9

Youtube seems to have a unique 11 digit code for each video. the code includes 1-9,A-Z,a-z, and some symbols like +_* etc.

How would they calculate this unique code for each video? I am working on something where I'd like to assign a unique code to each record so hence the question.

My questions/concerns are:

  1. If they make it on-the-fly (when videos are submitted) then they'd have to check whether the code prepared for the video already exists or not? That would be an expensive operation across huge dataset like theirs.
  2. Would they run a batch job sort of thing every night or every month that creates unique codes and stash them in the DB. Then as the video is submitted it just takes a code and marks it off as "used"
  3. Would it make sense to take the auto-generated and auto-incremented ID column for each record in the DB and then somehow convert that unique ID column to an 11 digit code?

My goal is to:

  • create a unique code for a record in the table.

| Given instruction 1 |
The forum question about YouTube video codes weighs several ways to produce a unique code. List each of these approaches.

| Records to process |

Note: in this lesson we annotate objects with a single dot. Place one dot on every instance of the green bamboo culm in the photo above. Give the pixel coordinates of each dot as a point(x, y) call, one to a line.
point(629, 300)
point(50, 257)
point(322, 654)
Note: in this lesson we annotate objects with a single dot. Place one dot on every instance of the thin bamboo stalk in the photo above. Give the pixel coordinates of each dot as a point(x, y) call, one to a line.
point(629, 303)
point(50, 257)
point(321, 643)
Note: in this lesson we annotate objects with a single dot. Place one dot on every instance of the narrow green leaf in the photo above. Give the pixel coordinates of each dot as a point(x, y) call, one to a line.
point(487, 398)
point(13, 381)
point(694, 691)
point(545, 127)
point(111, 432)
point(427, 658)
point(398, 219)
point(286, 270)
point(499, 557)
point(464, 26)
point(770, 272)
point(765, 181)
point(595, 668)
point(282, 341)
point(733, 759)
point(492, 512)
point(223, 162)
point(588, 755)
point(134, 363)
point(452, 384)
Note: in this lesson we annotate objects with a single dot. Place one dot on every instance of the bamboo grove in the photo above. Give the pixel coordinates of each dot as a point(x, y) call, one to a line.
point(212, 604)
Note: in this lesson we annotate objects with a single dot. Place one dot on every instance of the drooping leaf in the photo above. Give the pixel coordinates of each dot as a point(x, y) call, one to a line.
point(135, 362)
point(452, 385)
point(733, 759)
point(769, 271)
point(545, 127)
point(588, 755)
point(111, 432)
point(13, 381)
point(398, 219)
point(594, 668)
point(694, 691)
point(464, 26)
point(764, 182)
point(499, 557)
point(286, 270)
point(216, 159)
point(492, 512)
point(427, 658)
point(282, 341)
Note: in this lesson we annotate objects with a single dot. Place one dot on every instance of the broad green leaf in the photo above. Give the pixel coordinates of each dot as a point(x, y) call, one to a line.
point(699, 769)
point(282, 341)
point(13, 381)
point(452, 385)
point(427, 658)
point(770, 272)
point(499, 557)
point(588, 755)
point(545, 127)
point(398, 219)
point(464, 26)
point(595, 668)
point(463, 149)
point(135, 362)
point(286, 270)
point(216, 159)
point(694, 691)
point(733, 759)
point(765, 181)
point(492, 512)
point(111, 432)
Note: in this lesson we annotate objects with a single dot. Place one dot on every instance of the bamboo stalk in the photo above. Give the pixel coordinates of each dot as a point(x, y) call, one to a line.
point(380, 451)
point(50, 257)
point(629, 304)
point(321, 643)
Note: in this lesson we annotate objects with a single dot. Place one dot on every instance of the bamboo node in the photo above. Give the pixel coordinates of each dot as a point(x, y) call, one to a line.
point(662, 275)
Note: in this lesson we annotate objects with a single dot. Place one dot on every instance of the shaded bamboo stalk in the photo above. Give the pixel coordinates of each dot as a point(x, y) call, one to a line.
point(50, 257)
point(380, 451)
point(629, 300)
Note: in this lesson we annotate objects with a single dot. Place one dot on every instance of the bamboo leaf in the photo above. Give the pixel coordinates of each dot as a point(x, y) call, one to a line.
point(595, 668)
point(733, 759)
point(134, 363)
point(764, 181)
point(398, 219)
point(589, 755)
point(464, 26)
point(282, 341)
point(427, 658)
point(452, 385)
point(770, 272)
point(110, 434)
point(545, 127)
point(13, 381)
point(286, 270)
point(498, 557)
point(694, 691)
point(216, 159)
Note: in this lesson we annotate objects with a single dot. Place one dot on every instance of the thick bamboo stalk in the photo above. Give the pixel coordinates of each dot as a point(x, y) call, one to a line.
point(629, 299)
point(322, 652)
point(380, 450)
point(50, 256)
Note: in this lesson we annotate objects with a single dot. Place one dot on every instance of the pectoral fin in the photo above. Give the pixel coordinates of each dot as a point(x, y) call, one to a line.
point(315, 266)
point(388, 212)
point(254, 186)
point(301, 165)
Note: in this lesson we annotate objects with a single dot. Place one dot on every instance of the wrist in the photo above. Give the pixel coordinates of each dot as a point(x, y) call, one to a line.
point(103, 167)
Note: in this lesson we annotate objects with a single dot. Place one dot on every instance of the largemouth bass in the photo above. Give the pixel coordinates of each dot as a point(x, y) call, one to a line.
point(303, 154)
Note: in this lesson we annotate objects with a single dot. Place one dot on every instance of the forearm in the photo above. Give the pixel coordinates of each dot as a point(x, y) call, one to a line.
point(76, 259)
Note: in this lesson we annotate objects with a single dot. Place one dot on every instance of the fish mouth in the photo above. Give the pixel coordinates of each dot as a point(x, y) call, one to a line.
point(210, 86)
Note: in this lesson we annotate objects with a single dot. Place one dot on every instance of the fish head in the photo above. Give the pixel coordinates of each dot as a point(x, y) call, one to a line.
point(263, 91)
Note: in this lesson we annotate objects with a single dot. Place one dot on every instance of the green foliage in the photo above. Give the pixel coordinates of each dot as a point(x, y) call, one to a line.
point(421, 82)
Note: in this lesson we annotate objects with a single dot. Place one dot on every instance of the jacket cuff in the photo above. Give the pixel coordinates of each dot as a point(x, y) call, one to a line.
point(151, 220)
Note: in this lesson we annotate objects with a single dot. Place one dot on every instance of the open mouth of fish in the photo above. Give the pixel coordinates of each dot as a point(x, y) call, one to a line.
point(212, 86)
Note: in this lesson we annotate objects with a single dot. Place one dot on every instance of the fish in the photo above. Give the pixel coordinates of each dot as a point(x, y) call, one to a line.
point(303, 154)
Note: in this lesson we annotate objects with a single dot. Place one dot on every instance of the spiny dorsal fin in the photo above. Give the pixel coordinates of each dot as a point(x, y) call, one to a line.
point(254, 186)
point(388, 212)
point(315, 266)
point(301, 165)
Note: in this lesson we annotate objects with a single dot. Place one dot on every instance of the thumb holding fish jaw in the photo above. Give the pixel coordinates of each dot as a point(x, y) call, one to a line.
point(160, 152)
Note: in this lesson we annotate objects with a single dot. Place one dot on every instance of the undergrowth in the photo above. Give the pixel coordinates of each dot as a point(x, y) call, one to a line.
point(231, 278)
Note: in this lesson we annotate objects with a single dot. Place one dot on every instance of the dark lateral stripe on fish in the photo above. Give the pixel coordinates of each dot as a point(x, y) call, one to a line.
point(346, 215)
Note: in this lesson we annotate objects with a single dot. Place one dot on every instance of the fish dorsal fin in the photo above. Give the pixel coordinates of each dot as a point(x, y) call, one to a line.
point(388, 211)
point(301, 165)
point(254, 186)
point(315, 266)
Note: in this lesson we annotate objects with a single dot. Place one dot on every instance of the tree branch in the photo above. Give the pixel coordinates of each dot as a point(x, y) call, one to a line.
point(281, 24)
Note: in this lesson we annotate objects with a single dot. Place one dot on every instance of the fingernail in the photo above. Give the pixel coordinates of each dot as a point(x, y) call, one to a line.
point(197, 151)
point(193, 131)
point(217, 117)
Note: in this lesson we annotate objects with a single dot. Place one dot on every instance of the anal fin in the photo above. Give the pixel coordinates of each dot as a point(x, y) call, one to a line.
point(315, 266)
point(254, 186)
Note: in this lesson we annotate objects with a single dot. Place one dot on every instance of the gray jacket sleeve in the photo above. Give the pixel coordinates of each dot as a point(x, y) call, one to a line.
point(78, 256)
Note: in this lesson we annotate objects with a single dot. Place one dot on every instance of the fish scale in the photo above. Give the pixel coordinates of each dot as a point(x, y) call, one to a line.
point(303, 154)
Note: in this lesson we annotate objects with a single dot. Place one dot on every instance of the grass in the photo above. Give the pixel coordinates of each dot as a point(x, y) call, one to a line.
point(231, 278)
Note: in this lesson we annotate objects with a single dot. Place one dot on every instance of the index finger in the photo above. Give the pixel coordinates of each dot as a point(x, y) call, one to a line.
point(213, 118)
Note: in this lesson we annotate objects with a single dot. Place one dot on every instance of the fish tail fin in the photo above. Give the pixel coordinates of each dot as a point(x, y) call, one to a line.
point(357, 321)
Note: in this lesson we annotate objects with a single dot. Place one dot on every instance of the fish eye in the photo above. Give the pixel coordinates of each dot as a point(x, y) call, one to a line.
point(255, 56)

| Given instruction 2 |
Duplicate the rows from the line containing "the fish scale" through the end of the rows.

| Correct result 1 |
1. Generate the code on the fly when a video is submitted, then check whether that code already exists.
2. Run a batch job every night or every month that creates unique codes and stores them in the database, then take one and mark it as "used" when a video is submitted.
3. Take the auto-generated, auto-incremented ID column for each record in the database and convert that ID to an 11 digit code.

| Correct result 2 |
Note: in this lesson we annotate objects with a single dot. Place one dot on every instance of the fish scale in the photo above. Give the pixel coordinates of each dot as a point(x, y) call, one to a line.
point(303, 154)
Note: in this lesson we annotate objects with a single dot. Place one dot on every instance of the grass in the photo above. Give the pixel coordinates of each dot as a point(x, y) call, one to a line.
point(231, 278)
Note: in this lesson we annotate objects with a single dot. Place one dot on every instance of the index finger in the photo above. Give the pixel coordinates of each dot as a point(x, y) call, one to a line.
point(213, 118)
Note: in this lesson we annotate objects with a single dot. Place one dot on every instance of the fish tail fin in the photo above. Give the pixel coordinates of each dot as a point(x, y) call, one to a line.
point(357, 321)
Note: in this lesson we annotate objects with a single dot. Place one dot on every instance of the fish eye in the photo above. Give the pixel coordinates of each dot as a point(x, y) call, one to a line.
point(255, 56)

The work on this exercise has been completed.